## [DESCRIPTION OF THE TASK]
Rewrite the items below with "annotate" replaced by "mark" and everything else left unchanged.

## [LISTING]
** start **

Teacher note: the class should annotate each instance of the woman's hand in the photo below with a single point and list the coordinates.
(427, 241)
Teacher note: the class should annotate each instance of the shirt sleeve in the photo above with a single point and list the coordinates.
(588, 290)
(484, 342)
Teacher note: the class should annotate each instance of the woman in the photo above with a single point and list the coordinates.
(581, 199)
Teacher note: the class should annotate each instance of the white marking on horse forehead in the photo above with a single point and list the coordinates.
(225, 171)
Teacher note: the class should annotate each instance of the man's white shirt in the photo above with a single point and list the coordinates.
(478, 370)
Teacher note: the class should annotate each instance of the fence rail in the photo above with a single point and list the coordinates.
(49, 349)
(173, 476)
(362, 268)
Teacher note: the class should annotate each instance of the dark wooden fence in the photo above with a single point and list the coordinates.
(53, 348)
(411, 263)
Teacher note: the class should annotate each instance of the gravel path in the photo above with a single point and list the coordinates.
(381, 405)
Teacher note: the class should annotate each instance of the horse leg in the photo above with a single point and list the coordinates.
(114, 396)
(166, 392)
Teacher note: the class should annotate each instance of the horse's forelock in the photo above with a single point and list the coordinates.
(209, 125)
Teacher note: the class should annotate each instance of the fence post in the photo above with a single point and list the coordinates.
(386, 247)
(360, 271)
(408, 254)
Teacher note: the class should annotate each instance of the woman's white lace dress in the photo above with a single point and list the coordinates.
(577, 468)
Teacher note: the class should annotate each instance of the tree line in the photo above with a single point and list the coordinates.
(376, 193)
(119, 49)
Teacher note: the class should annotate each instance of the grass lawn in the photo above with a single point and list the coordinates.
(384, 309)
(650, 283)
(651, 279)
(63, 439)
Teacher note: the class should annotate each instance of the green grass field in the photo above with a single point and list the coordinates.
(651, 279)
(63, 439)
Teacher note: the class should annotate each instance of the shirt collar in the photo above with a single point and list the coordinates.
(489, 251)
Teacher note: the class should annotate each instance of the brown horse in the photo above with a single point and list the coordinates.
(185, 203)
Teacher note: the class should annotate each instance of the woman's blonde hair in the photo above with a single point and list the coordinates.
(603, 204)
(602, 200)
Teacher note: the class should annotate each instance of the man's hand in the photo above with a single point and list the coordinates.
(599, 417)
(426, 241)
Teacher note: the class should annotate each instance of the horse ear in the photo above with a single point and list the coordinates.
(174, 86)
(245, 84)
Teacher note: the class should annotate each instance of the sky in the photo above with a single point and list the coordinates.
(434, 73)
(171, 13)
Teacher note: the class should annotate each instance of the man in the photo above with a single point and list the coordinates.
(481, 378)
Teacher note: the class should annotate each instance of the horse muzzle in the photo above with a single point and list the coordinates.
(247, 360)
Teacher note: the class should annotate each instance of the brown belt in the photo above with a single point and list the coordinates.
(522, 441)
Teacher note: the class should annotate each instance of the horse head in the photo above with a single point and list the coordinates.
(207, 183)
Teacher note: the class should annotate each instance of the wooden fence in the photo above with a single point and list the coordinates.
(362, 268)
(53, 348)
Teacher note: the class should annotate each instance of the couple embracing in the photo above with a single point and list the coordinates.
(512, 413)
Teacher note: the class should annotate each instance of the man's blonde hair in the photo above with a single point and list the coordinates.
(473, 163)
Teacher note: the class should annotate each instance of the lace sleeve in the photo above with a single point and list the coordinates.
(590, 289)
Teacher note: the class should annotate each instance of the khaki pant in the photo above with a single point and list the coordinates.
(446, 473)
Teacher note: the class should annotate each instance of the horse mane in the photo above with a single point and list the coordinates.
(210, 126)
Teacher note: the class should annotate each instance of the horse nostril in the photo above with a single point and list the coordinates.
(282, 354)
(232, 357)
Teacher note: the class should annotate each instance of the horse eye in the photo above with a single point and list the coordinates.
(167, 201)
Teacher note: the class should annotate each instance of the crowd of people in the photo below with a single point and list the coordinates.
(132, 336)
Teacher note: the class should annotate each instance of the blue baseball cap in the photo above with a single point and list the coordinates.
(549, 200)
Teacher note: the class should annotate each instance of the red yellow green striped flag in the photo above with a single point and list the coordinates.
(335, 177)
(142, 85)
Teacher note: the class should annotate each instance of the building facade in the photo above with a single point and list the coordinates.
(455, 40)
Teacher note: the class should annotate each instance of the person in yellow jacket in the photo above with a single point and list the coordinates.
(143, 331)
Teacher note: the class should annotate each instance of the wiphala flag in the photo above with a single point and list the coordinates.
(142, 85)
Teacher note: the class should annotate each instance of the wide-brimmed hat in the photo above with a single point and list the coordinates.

** end **

## [RESULT OF THIS TASK]
Teacher note: the class should mark each instance of the woman's hand in the photo below with a single point and list the coordinates.
(427, 241)
Teacher note: the class should mark each instance of the shirt sleeve in the photo above with a single point and list the coordinates.
(588, 290)
(484, 342)
Teacher note: the class should mark each instance of the woman in the photo above with a single point and list the coordinates.
(581, 199)
Teacher note: the class should mark each instance of the white marking on horse forehead in the photo above with a single point and list the coordinates.
(225, 171)
Teacher note: the class should mark each instance of the man's white shirt in the photo above with a single point and list the coordinates.
(478, 370)
Teacher note: the class should mark each instance of the fence rail in the photo above with a single point and list the coordinates.
(49, 349)
(173, 476)
(362, 268)
Teacher note: the class should mark each instance of the dark wooden fence in the photo above with a single point and list the coordinates.
(53, 348)
(411, 263)
Teacher note: the class should mark each instance of the gravel path in the photo above with a single point and list the coordinates.
(381, 405)
Teacher note: the class should mark each instance of the horse leg in the photo above with a single point and list the coordinates.
(114, 396)
(166, 392)
Teacher note: the class should mark each instance of the horse's forelock in the photo above with a single point and list the coordinates.
(209, 125)
Teacher note: the class should mark each instance of the fence post in the photo above with a single point and list the coordinates.
(386, 247)
(360, 271)
(408, 254)
Teacher note: the class should mark each instance of the woman's white lace dress in the photo above with a single point and list the coordinates.
(577, 468)
Teacher note: the class should mark each instance of the tree line in the photo above with a single point and list the coordinates.
(376, 193)
(119, 49)
Teacher note: the class should mark each instance of the grass lawn in the photo above with a single point and list the coordinates.
(384, 309)
(650, 283)
(651, 279)
(63, 439)
Teacher note: the class should mark each instance of the green grass field in the photo above with a single point and list the coordinates.
(651, 279)
(63, 439)
Teacher note: the class should mark each instance of the shirt collar in the photo above with a single point and list the coordinates.
(489, 251)
Teacher note: the class should mark each instance of the brown horse in the photo above with a single point and list the coordinates.
(185, 203)
Teacher note: the class should mark each instance of the woman's blonde hair in the photo above with a single point and list the coordinates.
(603, 204)
(602, 200)
Teacher note: the class should mark each instance of the man's hand in the photo above with a single point and list the coordinates.
(599, 417)
(426, 241)
Teacher note: the class should mark each instance of the horse ear in the photo above with a single point and list the coordinates.
(174, 86)
(245, 84)
Teacher note: the class should mark each instance of the sky in the photo above with a single point and list the coordinates.
(434, 73)
(171, 13)
Teacher note: the class should mark each instance of the man in the photo above with a single point and list the coordinates.
(481, 378)
Teacher note: the class should mark each instance of the horse muzzle in the photo above with a single point and list the coordinates.
(247, 360)
Teacher note: the class should mark each instance of the brown belt in the photo above with a single point and list the coordinates.
(522, 441)
Teacher note: the class should mark each instance of the horse head in the photo above with a single point and list the coordinates.
(207, 183)
Teacher note: the class should mark each instance of the wooden fence in the photo above with a single point and list the coordinates.
(362, 268)
(53, 348)
Teacher note: the class should mark each instance of the couple embracing in the photo above with a single point and list the coordinates.
(512, 413)
Teacher note: the class should mark each instance of the man's blonde hair in the photo above with a single point and list the coordinates.
(473, 163)
Teacher note: the class should mark each instance of the lace sleeve in the photo above with a single point and list the coordinates.
(590, 289)
Teacher note: the class should mark each instance of the khaki pant in the photo above with a single point and list the coordinates.
(446, 473)
Teacher note: the class should mark each instance of the horse mane in the photo above with a single point and list the coordinates.
(210, 126)
Teacher note: the class should mark each instance of the horse nostril in the photo above with a single point and list the coordinates.
(282, 354)
(232, 357)
Teacher note: the class should mark each instance of the horse eye in the photo above with a single point and list the coordinates.
(167, 201)
Teacher note: the class should mark each instance of the crowd of people in the photo below with a single point and list the coordinates.
(132, 336)
Teacher note: the class should mark each instance of the blue baseball cap in the photo above with a single point and list the coordinates.
(549, 200)
Teacher note: the class should mark each instance of the red yellow green striped flag in the photo above with a single point and list the coordinates.
(335, 177)
(142, 85)
Teacher note: the class should mark each instance of the building facade in the photo above with a single point and list the coordinates.
(455, 40)
Teacher note: the class should mark each instance of the person in yellow jacket in the photo above with a single point and list the coordinates.
(143, 331)
Teacher note: the class should mark each instance of the wiphala flag in the photo above with a single point and list the coordinates.
(142, 85)
Teacher note: the class should mark each instance of the wide-brimmed hat in the photo above with a single point and list the coordinates.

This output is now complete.